DOCUMENT SECTION.
Characterization of human cytochrome P450 enzymes catalyzing domperidone N-dealkylation and hydroxylation in vitro

Abstract

Aims: To confirm the identity of the major metabolites of domperidone and to characterize the cytochrome P450s (CYPs) involved in their formation.

Methods: Human liver microsomes (HLMs) were used to characterize the kinetics of domperidone metabolism and liquid chromatography-mass spectrometry to identify the products. Isoform-specific chemical inhibitors, correlation analysis and expressed human CYP genes were used to identify the CYPs involved in domperidone oxidation.

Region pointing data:
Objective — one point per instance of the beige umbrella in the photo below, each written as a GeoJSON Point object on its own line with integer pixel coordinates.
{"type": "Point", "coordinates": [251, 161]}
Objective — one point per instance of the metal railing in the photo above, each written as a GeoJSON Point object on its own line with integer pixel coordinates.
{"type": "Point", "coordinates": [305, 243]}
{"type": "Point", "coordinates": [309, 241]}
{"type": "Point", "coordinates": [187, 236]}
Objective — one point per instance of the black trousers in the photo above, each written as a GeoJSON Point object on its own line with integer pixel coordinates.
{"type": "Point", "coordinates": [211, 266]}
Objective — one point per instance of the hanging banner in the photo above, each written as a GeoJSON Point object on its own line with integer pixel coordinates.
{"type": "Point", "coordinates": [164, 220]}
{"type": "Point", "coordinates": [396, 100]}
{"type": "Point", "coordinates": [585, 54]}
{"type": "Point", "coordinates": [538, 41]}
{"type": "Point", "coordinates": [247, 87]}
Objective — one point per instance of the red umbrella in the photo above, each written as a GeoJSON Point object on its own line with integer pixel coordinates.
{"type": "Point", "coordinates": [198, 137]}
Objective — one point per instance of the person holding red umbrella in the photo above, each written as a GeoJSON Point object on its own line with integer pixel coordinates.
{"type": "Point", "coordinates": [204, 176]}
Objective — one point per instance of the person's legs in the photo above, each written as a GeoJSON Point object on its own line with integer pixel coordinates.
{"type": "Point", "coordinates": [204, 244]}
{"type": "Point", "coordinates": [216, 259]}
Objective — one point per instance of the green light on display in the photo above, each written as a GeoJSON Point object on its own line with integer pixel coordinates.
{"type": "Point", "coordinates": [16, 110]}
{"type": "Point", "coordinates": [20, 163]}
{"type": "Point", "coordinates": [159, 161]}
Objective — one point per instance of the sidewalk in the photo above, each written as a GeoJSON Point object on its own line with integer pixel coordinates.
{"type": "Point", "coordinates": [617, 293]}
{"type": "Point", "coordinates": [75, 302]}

WHAT IS REQUIRED.
Print the domperidone metabolism abstract from "Aims: To confirm" to "in domperidone oxidation.".

EXERCISE RESULT.
Aims: To confirm the identity of the major metabolites of domperidone and to characterize the cytochrome P450s (CYPs) involved in their formation.

Methods: Human liver microsomes (HLMs) were used to characterize the kinetics of domperidone metabolism and liquid chromatography-mass spectrometry to identify the products. Isoform-specific chemical inhibitors, correlation analysis and expressed human CYP genes were used to identify the CYPs involved in domperidone oxidation.